# GIVEN PASSAGE
========

This classic Tour de France dress rehearsal was a largely sodden, slow burner, only coming alight on the weekend’s short, sharp mountain stages after a mid-way time-trial had exposed the GC contenders. Astana’s Jakob Fuglsang seized the leader’s jersey with a late attack on stage 7, which he easily retained on the final stage, despite a handful of riders being within a minute of him. The podium was rounded out by runner-up Tejay van Garderen (EF Education First) and third-placed Emanuel Buchmann (BORA-hansgrohe) who both survived the weather-related culling of GC contenders.
Riders of the Race
This was a race of attrition with riders dropping like flies due to injury or illness, particularly after the Dantesque conditions on stage 7, with only 106 (out of 154) finishing today. Of course, it’s all too easy to plump for the overall winner Jakob Fuglsang (2017 winner) who, along with many of his teammates, has been on fire this season winning Liege-Bastogne-Liege and Ruta del Sol. Instead, I’m giving the award to the entire team. I don’t know what Astana have changed this season but the boys in baby blue are a force to be reckoned with. More importantly, they seem strategically en pointe.
I was expecting the day to be even harder than it eventually happened to be but my team controlled it in a perfect way from the beginning. For me, it was a jump in a blue limousine until the finish. … The cold yesterday has affected a few people. Compared to 2017, this victory is special because I got to ride in the yellow-blue jersey. … My next race is the Tour de France. … Up to now it’s been a fantastic season for me. I hope it can get even better. Everything seems to come really easy and perfect, with no stress. The whole Astana team is riding super strong this year. Everybody is lifting everybody. There’s a good atmosphere.

========

# EXTRACTED INFORMATION
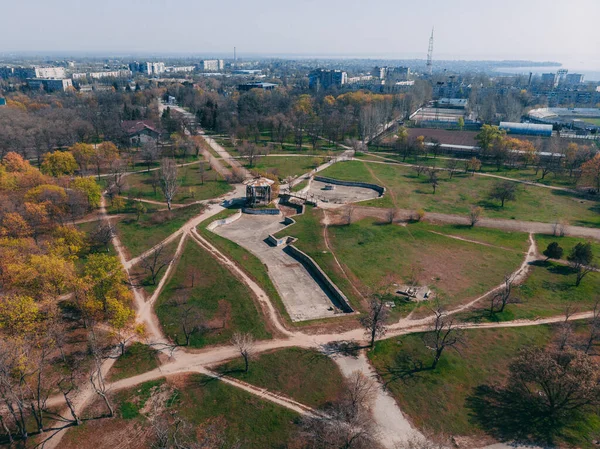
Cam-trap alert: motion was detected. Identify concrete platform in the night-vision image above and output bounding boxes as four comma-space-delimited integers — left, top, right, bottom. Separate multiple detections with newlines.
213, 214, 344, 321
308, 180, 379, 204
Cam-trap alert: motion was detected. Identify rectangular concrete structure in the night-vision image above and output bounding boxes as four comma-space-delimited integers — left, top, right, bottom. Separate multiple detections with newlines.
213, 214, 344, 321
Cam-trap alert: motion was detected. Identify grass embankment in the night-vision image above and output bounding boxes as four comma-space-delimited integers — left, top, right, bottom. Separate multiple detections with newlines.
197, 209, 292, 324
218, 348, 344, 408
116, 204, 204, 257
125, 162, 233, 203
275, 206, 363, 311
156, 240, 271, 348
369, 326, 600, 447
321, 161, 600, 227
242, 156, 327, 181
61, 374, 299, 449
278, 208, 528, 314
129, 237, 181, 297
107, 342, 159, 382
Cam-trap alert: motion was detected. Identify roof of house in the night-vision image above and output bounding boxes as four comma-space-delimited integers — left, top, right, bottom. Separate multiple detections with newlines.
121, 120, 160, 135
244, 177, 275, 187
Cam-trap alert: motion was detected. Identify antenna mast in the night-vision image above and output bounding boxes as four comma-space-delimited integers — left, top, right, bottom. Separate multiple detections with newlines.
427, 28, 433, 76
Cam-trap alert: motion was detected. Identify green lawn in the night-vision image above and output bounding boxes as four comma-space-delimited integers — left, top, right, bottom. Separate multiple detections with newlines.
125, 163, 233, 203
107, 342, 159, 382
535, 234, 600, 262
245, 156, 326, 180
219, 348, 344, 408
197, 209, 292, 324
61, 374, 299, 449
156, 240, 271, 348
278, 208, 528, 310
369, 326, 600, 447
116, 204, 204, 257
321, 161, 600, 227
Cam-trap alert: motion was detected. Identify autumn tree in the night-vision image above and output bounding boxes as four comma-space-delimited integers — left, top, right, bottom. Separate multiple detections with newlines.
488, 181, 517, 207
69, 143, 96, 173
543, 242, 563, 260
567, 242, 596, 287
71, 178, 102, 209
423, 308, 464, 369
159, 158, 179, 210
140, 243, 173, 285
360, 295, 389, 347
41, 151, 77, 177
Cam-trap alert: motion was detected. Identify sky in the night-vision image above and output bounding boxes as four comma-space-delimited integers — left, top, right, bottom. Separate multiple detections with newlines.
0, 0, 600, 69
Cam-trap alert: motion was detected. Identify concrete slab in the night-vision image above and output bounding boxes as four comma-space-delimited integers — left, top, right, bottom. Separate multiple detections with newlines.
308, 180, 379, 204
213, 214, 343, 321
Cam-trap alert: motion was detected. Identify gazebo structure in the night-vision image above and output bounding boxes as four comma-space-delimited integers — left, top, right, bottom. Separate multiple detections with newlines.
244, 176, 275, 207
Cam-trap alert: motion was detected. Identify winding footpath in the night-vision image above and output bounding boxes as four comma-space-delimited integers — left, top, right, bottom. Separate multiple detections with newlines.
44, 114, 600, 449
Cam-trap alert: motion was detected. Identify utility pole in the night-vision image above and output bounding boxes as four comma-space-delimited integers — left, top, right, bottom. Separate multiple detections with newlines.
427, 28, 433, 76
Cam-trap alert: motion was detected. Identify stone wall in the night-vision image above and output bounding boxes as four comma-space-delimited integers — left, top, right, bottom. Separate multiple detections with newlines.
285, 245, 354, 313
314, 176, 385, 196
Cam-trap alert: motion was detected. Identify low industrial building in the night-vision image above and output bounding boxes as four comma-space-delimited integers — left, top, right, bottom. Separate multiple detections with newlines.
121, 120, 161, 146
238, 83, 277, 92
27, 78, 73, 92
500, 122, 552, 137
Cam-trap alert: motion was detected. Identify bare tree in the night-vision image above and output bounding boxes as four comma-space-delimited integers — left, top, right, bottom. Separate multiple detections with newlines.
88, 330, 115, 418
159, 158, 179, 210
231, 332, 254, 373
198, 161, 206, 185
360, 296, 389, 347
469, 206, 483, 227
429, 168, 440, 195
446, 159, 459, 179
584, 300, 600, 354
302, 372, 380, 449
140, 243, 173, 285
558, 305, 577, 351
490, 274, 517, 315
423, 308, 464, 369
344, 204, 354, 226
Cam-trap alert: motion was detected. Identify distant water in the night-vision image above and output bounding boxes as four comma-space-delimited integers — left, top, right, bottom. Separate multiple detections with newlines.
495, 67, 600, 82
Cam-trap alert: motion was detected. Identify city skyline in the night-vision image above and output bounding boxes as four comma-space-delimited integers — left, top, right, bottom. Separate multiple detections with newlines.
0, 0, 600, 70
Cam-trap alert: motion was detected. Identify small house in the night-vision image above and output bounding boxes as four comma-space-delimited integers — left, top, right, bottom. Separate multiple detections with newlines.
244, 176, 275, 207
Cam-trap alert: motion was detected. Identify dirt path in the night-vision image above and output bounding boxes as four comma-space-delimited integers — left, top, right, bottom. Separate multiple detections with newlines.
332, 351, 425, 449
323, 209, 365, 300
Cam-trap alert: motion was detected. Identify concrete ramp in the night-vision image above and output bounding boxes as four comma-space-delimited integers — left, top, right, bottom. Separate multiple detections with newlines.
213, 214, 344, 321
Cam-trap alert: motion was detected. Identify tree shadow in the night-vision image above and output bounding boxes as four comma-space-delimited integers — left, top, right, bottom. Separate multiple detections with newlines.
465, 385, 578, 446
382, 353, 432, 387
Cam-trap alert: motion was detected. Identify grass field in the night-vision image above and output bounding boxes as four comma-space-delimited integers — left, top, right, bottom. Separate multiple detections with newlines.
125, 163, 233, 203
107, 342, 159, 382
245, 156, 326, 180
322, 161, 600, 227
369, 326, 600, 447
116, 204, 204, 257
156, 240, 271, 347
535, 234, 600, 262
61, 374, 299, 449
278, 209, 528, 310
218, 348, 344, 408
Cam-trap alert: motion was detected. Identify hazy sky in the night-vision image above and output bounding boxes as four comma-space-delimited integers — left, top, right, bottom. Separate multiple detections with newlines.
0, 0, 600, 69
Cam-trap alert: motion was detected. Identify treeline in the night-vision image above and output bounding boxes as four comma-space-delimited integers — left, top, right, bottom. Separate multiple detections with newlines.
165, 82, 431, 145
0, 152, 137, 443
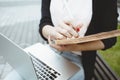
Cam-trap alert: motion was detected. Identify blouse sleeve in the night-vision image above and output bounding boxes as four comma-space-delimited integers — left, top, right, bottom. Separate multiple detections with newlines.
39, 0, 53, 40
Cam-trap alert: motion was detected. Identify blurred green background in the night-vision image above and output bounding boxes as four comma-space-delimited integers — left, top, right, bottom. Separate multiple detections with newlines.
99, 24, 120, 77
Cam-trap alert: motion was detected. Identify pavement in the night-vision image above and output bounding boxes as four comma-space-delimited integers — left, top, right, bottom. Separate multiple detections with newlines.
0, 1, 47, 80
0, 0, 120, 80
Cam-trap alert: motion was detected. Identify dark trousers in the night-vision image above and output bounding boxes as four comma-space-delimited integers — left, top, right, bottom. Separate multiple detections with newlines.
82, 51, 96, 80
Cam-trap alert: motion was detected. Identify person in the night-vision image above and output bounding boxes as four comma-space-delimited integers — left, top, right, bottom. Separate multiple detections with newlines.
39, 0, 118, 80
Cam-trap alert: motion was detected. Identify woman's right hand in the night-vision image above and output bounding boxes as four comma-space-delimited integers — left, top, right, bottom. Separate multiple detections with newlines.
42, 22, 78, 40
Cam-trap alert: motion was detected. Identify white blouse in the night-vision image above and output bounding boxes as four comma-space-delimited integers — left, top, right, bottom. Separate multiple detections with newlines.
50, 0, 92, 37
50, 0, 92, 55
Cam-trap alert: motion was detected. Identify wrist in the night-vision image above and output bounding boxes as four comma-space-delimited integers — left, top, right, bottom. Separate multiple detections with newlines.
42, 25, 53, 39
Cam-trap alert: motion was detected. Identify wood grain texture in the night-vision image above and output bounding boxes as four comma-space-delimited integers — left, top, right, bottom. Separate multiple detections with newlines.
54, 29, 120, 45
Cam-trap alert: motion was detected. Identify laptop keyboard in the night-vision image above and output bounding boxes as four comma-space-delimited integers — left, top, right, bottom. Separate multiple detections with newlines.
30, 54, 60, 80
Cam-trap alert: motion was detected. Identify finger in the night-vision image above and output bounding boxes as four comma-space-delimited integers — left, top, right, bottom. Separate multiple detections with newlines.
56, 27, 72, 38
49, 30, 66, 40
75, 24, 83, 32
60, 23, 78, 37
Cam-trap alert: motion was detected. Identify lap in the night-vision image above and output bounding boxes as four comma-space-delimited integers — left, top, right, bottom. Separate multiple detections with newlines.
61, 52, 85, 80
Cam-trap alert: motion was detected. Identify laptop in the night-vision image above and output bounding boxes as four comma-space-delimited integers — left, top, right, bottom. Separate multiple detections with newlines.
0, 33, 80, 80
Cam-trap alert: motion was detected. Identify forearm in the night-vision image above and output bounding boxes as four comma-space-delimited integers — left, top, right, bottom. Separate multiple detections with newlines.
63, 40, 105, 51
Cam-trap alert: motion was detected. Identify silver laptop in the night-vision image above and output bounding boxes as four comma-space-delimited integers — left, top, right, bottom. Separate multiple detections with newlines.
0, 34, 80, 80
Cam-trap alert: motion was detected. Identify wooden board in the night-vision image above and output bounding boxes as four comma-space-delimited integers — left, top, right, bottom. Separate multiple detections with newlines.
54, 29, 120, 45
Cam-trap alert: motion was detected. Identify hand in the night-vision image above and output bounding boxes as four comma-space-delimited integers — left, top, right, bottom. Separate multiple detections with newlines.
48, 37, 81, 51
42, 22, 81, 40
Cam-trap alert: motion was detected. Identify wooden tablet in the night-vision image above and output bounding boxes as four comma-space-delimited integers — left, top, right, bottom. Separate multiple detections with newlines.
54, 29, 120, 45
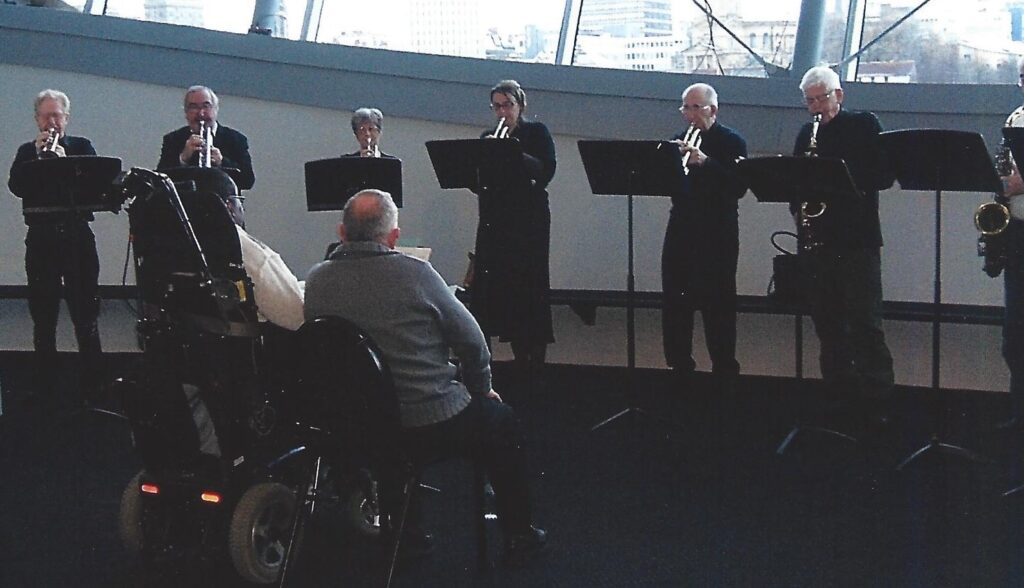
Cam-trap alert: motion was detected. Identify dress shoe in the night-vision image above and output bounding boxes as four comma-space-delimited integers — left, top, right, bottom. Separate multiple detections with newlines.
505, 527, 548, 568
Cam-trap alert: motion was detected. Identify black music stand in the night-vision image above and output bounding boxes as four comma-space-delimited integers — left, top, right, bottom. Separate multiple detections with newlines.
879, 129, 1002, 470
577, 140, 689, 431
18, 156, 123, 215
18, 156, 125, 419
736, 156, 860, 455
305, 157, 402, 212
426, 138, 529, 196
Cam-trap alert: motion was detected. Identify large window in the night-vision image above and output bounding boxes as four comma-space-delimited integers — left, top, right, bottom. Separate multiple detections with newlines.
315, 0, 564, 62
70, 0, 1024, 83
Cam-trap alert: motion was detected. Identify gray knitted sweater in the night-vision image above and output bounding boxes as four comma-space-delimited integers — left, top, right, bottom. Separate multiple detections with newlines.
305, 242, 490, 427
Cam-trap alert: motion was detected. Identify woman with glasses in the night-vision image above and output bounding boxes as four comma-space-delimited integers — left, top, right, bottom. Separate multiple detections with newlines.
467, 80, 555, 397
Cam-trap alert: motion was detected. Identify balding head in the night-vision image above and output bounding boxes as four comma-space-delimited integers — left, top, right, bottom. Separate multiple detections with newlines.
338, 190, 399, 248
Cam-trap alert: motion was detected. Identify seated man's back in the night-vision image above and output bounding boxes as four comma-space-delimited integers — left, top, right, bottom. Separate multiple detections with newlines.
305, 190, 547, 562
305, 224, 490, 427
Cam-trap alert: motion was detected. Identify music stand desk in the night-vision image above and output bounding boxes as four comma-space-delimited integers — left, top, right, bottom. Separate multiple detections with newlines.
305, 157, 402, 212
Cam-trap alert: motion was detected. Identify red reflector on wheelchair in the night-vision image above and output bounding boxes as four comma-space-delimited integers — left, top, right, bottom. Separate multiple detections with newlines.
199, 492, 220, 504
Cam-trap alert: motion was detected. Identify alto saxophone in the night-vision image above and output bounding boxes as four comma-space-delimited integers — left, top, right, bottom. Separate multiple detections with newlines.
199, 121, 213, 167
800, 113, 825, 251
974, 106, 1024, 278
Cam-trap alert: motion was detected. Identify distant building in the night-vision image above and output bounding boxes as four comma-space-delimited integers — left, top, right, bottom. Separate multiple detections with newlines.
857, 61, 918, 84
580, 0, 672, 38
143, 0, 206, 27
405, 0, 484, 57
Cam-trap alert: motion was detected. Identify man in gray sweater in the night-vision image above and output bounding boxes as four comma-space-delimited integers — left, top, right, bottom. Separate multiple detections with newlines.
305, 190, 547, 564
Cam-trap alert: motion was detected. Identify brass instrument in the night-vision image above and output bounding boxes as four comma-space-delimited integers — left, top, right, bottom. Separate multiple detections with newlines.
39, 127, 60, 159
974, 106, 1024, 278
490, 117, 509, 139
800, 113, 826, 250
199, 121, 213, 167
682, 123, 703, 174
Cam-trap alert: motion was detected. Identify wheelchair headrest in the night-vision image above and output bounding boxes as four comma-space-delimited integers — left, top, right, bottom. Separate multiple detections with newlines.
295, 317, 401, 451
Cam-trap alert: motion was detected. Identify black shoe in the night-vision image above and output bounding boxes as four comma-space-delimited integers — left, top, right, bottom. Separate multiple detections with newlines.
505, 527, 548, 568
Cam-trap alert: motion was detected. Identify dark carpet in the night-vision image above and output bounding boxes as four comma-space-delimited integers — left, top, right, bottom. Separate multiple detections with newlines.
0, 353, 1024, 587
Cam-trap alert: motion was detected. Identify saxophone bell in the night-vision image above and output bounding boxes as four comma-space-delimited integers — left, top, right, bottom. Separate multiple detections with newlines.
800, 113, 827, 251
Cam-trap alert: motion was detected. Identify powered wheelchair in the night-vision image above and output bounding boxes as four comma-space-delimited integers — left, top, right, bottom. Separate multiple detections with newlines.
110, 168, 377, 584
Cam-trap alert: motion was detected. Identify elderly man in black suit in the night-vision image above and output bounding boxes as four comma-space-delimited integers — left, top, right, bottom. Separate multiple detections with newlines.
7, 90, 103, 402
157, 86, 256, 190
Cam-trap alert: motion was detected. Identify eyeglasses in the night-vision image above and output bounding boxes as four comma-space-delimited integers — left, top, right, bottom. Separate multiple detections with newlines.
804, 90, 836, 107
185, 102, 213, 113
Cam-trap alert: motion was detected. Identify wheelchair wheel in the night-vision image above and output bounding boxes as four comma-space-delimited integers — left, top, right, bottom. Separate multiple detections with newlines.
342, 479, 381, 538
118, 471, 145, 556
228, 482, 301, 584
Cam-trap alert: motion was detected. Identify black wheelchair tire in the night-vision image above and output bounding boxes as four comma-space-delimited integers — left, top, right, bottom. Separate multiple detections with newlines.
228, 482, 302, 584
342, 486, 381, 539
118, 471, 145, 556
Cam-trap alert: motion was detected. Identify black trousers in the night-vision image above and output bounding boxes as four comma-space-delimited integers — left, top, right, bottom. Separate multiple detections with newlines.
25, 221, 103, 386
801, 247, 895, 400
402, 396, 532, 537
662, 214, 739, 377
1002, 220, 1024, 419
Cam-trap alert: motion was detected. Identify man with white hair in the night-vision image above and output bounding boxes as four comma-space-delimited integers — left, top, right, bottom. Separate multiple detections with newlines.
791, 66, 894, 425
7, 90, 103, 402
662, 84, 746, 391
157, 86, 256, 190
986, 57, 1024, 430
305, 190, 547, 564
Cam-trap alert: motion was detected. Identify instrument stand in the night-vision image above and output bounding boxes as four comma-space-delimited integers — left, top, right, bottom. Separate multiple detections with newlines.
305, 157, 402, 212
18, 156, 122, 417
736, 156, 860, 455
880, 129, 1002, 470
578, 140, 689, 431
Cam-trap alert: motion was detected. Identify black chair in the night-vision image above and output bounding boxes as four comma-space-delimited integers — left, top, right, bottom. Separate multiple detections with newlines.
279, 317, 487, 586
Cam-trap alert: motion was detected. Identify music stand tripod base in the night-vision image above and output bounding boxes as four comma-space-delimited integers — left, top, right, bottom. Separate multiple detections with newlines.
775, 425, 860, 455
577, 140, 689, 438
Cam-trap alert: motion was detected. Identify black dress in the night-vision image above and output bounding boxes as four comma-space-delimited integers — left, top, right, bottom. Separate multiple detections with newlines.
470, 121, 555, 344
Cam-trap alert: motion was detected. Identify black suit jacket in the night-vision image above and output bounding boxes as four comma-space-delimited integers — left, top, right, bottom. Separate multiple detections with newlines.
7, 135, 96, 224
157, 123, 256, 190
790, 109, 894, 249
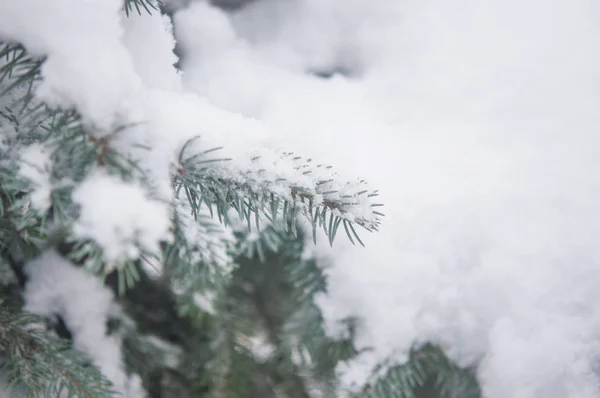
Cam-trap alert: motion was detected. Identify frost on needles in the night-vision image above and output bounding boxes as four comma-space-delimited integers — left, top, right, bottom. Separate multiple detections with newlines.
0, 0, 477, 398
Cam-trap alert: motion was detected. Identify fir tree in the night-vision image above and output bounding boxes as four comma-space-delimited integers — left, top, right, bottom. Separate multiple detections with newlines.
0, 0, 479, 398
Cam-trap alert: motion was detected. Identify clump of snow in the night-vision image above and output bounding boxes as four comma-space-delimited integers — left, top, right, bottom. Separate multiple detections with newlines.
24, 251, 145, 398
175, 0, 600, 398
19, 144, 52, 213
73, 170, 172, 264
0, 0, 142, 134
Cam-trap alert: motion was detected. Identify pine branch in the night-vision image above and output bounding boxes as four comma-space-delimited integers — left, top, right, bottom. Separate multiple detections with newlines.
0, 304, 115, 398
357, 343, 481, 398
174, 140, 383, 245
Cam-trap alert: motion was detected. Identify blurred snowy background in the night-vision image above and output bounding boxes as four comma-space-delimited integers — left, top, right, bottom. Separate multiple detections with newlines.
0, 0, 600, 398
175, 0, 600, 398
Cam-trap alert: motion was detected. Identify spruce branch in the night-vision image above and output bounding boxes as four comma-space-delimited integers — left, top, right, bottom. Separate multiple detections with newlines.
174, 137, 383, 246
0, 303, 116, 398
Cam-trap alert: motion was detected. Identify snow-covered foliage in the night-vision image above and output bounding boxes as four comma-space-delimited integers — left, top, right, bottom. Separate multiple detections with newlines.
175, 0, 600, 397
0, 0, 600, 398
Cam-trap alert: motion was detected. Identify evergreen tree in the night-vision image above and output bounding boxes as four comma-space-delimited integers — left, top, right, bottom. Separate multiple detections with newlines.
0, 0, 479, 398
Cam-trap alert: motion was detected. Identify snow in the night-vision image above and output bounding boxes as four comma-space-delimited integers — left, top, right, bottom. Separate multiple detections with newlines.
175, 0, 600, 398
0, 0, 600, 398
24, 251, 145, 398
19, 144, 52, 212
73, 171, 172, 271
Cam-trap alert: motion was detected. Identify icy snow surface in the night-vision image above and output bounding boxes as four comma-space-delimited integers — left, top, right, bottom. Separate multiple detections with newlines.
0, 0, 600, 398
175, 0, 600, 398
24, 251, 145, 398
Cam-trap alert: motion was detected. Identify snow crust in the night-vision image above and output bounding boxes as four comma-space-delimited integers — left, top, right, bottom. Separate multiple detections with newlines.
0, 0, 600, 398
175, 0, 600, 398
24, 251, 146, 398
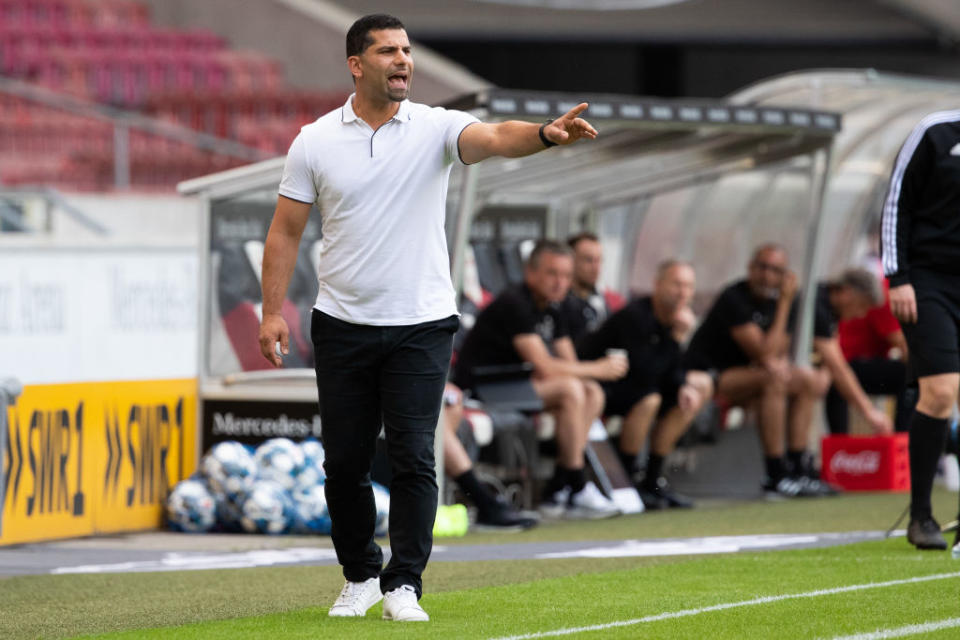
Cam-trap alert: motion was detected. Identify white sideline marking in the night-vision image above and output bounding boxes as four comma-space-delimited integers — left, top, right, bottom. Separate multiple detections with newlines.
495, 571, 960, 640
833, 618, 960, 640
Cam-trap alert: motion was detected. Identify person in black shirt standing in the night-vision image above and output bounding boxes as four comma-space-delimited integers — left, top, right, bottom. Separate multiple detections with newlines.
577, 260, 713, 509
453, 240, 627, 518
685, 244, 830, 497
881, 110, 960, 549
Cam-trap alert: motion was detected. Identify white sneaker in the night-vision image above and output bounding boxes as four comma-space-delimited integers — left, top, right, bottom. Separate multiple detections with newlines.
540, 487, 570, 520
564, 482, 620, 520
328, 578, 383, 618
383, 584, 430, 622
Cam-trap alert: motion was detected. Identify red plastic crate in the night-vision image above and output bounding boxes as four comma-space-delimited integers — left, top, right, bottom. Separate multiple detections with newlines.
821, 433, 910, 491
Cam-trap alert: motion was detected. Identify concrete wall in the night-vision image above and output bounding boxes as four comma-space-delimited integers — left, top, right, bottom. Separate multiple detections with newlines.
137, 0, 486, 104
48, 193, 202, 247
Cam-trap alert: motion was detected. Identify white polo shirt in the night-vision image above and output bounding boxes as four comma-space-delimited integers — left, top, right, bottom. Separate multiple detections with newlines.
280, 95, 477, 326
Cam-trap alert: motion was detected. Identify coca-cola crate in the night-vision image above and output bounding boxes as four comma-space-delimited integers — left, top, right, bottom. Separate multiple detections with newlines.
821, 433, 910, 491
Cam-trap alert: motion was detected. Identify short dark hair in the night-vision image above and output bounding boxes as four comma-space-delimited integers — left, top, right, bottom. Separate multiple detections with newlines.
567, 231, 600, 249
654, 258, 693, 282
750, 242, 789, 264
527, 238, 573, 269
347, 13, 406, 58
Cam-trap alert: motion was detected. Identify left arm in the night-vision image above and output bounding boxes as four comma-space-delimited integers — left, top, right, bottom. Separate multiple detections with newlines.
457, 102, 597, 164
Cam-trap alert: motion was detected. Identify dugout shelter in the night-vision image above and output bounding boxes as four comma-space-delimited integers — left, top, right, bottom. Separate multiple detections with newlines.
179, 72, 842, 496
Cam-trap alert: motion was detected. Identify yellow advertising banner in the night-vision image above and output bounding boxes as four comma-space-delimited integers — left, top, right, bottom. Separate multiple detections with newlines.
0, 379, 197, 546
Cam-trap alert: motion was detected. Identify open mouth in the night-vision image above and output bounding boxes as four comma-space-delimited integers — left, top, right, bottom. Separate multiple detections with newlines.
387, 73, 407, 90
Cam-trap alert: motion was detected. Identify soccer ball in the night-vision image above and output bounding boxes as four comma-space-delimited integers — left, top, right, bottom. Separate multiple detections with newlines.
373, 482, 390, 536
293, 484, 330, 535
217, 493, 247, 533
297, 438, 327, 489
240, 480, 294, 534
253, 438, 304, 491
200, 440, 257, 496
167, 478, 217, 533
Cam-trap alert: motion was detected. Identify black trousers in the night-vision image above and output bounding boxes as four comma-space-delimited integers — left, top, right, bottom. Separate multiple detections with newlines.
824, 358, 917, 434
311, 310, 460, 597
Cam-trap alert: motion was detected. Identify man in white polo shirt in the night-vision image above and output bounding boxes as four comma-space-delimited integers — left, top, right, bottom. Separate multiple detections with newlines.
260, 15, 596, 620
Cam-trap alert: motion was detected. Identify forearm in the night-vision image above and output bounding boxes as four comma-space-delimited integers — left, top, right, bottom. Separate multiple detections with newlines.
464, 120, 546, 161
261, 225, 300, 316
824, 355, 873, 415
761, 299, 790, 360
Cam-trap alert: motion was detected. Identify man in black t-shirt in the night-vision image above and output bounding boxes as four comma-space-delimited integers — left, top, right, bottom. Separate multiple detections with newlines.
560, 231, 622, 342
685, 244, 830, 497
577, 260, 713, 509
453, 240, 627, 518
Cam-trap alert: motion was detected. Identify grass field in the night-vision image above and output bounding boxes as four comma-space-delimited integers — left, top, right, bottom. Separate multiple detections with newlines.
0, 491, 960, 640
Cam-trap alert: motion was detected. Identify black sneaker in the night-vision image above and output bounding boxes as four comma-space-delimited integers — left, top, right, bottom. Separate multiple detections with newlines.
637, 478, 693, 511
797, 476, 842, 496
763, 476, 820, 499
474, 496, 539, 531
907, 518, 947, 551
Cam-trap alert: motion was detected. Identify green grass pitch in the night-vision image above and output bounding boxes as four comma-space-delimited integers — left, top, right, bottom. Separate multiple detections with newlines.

========

# PROBLEM STATEMENT
According to the race report, which rider finished third overall, and for which team?

# FINISHED TASK
Emanuel Buchmann finished third overall, riding for BORA-hansgrohe.